Brief
Copy out every item below, swapping each "segment" for "outline" and leaving the rest untouched.

========

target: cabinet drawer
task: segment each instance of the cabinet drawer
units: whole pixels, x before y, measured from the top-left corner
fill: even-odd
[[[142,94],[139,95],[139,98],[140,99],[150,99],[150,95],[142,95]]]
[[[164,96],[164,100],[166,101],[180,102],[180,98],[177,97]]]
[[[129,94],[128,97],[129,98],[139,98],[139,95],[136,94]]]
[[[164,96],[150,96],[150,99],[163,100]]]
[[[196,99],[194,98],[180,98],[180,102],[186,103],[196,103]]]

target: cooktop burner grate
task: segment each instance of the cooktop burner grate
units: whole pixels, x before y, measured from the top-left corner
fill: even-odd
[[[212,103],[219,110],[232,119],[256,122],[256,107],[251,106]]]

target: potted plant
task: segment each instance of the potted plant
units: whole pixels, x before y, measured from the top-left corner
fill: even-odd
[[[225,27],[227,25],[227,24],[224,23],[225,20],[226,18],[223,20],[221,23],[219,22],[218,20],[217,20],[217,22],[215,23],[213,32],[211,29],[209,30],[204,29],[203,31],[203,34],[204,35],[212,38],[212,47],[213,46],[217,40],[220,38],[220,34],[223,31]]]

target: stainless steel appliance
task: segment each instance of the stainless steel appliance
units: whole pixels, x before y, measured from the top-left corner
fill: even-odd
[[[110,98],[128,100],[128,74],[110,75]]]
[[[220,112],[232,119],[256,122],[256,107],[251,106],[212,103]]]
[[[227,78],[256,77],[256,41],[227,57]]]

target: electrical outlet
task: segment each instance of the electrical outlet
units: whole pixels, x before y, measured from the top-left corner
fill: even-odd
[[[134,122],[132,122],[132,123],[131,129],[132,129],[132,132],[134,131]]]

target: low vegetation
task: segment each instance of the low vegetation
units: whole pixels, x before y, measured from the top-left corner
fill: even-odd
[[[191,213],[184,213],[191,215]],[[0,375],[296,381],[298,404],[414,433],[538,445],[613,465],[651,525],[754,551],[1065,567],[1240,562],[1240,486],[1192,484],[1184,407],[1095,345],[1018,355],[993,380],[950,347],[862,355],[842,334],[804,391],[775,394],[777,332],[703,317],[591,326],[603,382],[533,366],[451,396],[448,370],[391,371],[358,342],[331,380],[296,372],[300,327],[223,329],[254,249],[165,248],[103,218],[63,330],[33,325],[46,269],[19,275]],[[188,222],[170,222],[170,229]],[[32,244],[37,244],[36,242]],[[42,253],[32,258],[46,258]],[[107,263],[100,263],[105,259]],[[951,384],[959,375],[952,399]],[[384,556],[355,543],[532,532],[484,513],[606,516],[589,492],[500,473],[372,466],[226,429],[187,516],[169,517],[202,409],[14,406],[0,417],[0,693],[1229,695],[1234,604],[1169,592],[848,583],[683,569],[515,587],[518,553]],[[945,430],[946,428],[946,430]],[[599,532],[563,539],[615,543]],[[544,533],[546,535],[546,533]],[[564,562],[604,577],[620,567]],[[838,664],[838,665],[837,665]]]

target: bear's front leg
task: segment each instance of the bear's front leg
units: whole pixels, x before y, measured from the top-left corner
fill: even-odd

========

Answer below
target: cabinet drawer
task: outline each instance of the cabinet drawer
units: whole pixels, x before y, measured from the top-left corner
fill: even-odd
[[[142,94],[139,95],[139,98],[140,99],[150,99],[150,95],[142,95]]]
[[[164,96],[164,100],[166,101],[180,102],[180,98],[177,97]]]
[[[129,94],[128,97],[129,98],[139,98],[139,95],[136,94]]]
[[[164,96],[150,96],[150,99],[163,100]]]
[[[196,99],[194,98],[180,98],[180,102],[186,103],[196,103]]]

target: cooktop burner grate
task: outline each instance of the cooktop burner grate
units: whole pixels, x before y, measured from the top-left corner
fill: even-odd
[[[212,103],[219,110],[232,119],[256,122],[256,107],[251,106]]]

target: potted plant
task: outline each instance of the potted plant
units: whole pixels, x before y, measured from the top-left corner
fill: even-odd
[[[225,27],[227,25],[227,24],[224,23],[225,20],[226,18],[223,20],[221,23],[219,22],[218,20],[217,20],[217,22],[215,23],[213,32],[211,29],[209,30],[204,29],[203,31],[203,34],[204,35],[212,38],[212,47],[213,46],[217,40],[220,38],[220,34],[223,31]]]

target: stainless steel appliance
task: outline each instance of the stainless steel appliance
units: whole pixels, x before y, measured from the top-left corner
fill: even-odd
[[[110,98],[128,100],[128,74],[110,75]]]
[[[220,112],[232,119],[256,122],[256,107],[251,106],[212,103]]]
[[[227,78],[256,77],[256,41],[227,57]]]

target: electrical outlet
task: outline each instance of the electrical outlet
units: whole pixels, x before y, measured from the top-left corner
fill: even-odd
[[[134,122],[132,122],[132,123],[131,129],[132,129],[132,132],[134,131]]]

target: low vegetation
task: outline each instance of the low vegetation
units: whole pixels, x before y, measured from the top-left corner
fill: even-odd
[[[191,213],[184,213],[191,215]],[[0,375],[296,381],[298,404],[414,433],[538,445],[613,465],[651,525],[754,551],[1065,567],[1240,562],[1240,486],[1192,484],[1184,407],[1095,345],[1018,355],[993,380],[950,347],[862,355],[842,334],[804,391],[775,394],[777,332],[703,317],[591,326],[603,382],[533,366],[451,396],[448,370],[391,371],[358,342],[331,380],[296,372],[300,327],[223,329],[254,249],[165,248],[103,218],[63,330],[33,325],[46,269],[19,275]],[[188,222],[170,222],[170,229]],[[32,244],[37,244],[36,242]],[[42,253],[32,258],[46,258]],[[107,263],[100,263],[105,259]],[[951,384],[959,375],[952,399]],[[384,556],[355,543],[532,532],[484,513],[606,516],[589,492],[500,473],[372,466],[226,429],[187,516],[169,517],[202,409],[14,406],[0,417],[0,693],[1229,695],[1234,604],[1169,592],[848,583],[683,569],[515,587],[518,553]],[[945,430],[946,428],[946,430]],[[599,532],[563,539],[615,543]],[[544,533],[546,535],[546,533]],[[564,562],[604,577],[620,567]],[[838,664],[838,665],[837,665]]]

target: bear's front leg
task: outline each instance of the bear's front leg
units: whole pixels, x before y, measured from the top-left corner
fill: even-odd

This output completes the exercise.